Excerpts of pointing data
====================
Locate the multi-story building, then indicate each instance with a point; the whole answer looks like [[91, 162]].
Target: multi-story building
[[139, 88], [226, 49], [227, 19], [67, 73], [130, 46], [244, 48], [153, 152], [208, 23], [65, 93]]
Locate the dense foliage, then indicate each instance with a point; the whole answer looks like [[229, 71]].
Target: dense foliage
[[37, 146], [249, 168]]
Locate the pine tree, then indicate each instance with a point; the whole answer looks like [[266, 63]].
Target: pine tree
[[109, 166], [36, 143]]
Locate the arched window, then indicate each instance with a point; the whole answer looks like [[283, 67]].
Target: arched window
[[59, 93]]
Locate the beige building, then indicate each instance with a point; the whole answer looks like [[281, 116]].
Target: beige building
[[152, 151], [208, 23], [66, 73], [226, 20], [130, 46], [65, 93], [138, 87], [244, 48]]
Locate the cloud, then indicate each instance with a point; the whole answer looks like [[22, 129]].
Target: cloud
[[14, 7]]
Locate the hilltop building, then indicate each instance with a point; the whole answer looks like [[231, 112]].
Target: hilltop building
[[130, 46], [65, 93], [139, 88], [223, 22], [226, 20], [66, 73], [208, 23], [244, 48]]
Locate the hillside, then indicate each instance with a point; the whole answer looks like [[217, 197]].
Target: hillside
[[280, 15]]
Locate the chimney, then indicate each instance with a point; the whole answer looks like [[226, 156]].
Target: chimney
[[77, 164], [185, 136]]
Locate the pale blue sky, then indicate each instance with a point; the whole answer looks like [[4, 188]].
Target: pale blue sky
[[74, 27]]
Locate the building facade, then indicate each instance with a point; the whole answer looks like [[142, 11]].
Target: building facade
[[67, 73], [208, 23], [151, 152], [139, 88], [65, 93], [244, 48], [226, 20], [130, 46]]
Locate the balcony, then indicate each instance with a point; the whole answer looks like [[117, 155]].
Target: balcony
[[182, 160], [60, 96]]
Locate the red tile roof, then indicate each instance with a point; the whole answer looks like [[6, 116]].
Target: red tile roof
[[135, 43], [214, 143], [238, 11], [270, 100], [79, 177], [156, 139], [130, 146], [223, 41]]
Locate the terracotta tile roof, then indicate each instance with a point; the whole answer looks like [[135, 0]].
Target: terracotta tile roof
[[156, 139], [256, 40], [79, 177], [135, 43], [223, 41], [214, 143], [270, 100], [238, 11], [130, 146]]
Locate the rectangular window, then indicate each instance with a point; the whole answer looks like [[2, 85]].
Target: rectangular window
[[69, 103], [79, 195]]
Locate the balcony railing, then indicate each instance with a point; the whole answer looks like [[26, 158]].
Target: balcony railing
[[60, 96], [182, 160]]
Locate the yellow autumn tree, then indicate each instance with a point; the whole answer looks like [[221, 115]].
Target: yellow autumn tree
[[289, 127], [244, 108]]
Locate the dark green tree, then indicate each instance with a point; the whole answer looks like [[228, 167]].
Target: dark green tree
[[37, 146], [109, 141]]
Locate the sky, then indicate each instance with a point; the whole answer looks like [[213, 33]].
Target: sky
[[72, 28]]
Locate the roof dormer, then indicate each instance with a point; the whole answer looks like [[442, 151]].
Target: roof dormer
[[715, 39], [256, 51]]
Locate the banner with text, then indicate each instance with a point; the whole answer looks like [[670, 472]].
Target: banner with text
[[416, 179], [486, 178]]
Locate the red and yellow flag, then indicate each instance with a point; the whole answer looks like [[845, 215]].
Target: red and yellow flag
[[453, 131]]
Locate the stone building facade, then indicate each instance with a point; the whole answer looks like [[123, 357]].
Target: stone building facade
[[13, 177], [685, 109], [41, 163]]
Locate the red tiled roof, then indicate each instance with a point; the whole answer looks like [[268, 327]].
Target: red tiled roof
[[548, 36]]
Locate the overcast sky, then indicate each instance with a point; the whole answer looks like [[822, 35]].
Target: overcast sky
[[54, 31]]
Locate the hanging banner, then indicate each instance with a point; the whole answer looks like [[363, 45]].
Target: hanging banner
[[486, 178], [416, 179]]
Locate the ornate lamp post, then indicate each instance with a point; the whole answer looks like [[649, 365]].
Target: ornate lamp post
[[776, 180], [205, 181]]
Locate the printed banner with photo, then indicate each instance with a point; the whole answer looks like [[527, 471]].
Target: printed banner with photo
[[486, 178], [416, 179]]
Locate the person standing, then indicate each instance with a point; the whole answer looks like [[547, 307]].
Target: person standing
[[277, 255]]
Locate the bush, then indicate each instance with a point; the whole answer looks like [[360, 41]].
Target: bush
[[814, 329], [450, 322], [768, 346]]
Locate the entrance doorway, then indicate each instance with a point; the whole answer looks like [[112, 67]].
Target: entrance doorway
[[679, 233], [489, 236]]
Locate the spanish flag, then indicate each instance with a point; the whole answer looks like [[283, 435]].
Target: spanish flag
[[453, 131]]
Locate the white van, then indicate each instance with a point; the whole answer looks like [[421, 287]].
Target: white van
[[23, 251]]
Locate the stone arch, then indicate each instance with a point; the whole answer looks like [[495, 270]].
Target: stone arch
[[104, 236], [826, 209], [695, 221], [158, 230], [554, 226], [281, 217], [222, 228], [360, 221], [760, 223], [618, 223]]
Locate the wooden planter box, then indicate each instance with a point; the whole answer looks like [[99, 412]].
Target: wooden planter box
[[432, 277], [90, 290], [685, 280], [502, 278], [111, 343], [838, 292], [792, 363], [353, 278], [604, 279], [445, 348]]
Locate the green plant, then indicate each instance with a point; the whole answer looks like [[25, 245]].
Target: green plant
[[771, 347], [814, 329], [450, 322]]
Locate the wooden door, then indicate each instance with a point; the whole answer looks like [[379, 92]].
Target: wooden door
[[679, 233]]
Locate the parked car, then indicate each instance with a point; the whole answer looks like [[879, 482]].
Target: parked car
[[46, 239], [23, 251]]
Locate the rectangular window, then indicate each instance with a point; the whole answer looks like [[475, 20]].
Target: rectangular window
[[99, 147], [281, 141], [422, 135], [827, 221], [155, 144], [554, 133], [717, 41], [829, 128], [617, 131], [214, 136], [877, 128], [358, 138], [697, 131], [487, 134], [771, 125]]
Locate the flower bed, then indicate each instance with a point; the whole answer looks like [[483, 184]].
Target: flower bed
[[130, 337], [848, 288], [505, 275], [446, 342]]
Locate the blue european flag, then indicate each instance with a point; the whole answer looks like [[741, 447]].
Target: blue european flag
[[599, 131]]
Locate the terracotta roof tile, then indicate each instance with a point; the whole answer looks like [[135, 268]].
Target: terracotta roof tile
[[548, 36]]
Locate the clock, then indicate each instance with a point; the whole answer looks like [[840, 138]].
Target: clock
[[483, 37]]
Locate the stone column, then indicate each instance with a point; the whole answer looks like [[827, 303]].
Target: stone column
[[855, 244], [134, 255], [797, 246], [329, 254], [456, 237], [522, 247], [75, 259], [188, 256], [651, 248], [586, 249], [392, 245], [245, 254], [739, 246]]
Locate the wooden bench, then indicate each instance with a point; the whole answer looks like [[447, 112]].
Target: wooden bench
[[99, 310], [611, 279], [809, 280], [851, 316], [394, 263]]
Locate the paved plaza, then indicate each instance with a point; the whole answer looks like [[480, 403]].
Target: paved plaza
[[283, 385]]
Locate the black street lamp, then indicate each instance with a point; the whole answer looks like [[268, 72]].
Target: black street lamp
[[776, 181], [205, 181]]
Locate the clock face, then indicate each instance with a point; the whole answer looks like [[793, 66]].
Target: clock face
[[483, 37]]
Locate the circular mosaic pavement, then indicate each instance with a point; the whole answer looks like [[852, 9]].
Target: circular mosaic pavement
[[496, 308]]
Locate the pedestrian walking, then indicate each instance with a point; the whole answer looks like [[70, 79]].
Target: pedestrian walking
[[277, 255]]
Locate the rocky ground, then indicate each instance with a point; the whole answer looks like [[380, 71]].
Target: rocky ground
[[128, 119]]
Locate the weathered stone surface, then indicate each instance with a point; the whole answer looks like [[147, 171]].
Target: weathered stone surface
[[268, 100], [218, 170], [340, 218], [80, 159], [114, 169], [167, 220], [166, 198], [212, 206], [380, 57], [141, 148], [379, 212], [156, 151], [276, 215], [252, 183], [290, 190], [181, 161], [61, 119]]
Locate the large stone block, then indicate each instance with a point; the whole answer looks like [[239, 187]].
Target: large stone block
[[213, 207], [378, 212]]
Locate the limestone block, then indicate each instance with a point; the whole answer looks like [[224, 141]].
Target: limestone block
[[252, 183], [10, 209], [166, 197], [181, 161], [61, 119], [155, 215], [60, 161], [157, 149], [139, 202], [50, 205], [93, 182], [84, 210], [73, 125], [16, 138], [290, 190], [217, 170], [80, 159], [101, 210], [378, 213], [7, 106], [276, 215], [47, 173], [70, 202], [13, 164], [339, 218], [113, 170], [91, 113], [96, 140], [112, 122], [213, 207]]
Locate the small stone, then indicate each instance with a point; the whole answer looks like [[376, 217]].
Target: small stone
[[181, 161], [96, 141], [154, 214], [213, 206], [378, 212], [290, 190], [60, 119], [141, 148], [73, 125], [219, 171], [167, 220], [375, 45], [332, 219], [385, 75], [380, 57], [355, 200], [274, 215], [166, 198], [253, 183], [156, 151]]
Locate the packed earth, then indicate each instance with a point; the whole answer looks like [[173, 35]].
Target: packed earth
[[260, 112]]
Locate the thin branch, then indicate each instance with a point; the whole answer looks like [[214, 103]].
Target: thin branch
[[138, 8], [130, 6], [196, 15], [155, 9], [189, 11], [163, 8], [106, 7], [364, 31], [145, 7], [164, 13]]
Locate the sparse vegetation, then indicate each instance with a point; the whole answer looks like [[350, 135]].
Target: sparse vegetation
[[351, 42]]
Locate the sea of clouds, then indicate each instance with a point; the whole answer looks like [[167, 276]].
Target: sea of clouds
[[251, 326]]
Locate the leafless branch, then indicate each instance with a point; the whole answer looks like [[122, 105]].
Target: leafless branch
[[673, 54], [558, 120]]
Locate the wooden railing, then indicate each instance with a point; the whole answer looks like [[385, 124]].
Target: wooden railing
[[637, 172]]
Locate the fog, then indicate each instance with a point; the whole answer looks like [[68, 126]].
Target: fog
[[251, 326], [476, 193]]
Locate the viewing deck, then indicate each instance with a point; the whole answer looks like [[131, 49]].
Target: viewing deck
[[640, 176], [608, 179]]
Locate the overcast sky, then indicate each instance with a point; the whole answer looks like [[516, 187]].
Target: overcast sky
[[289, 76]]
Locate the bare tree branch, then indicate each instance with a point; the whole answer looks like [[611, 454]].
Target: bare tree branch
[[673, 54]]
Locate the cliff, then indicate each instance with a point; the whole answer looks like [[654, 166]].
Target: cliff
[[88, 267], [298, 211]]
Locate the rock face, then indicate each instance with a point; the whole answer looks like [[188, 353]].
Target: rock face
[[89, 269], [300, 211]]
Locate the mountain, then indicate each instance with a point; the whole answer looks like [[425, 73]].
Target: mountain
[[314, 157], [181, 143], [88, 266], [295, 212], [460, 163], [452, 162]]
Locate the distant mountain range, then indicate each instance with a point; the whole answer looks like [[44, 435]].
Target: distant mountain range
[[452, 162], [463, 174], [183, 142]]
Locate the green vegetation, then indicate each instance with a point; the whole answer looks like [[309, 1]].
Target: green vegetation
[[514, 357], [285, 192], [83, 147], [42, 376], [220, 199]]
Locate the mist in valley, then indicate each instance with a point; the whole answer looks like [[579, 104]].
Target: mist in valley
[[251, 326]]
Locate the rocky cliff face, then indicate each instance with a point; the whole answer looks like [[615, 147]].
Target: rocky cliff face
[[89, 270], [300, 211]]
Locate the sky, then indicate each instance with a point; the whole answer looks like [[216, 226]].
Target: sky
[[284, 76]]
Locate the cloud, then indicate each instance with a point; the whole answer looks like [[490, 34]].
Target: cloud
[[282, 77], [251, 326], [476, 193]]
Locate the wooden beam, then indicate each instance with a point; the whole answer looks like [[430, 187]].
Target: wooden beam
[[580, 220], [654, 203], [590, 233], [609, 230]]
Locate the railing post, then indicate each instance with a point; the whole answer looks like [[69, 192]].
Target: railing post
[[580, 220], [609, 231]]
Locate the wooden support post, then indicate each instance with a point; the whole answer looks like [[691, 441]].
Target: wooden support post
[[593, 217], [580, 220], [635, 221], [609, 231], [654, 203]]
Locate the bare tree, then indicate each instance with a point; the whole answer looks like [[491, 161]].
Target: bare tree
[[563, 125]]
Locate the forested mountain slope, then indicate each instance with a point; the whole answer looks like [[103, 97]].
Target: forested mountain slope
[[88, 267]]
====================
▶ [SHORT EXERCISE]
Using the material above, reproduce exactly the line that contains "Locate the mountain, then" and all lines after it through the last one, and only those.

▶ [SOLVED EXERCISE]
Locate the mountain, then indicate each instance with a point; the whole answer looks like [[425, 73]].
Target: mountain
[[314, 157], [181, 143], [88, 266], [295, 212], [460, 163], [452, 162]]
Locate the distant mountain range, then indicate each instance with a point; the whole answer looks like [[44, 435]].
Target: distant mountain range
[[452, 162], [463, 174], [183, 142]]
Locate the green vegetation, then indicate each instance with a point; the whole answer looks like [[309, 1]].
Target: green vegetation
[[514, 357], [285, 192], [83, 147], [42, 376], [220, 199]]
Locate the mist in valley, then indicate each instance with a point; the whole answer looks like [[579, 104]].
Target: mist in valley
[[251, 326]]
Locate the rocky cliff face, then indicate each instance with a point; the whole answer looks like [[615, 147]].
Target: rocky cliff face
[[89, 270], [300, 211]]
Locate the sky, then indicate each instance with a point; the whole answer looks like [[216, 226]].
Target: sky
[[284, 76]]
Locate the cloud, then indicate each instance with a point; the whole answer looks like [[490, 34]].
Target: cloud
[[282, 77], [251, 326], [476, 193]]
Locate the wooden beam, then indicate each instance with a point; the whole answer looks like [[430, 187]].
Target: wooden beam
[[580, 220], [654, 203], [590, 233], [609, 230]]
Locate the railing post, then indicate each instance with a point; the whole answer looks like [[69, 192]].
Target: railing post
[[580, 220], [609, 231]]
Locate the wooden support post, then indicate each instance with a point; the whole answer looks like [[691, 441]].
Target: wooden support post
[[593, 217], [580, 220], [635, 221], [609, 231], [654, 203]]
Locate the bare tree, then indicate each instance with a point; the whole answer looks like [[491, 161]].
Target: bare tree
[[563, 125]]
Locate the forested mountain slope, then indicate each instance with a point; the whole answer looks like [[103, 97]].
Target: forested mountain slope
[[88, 267]]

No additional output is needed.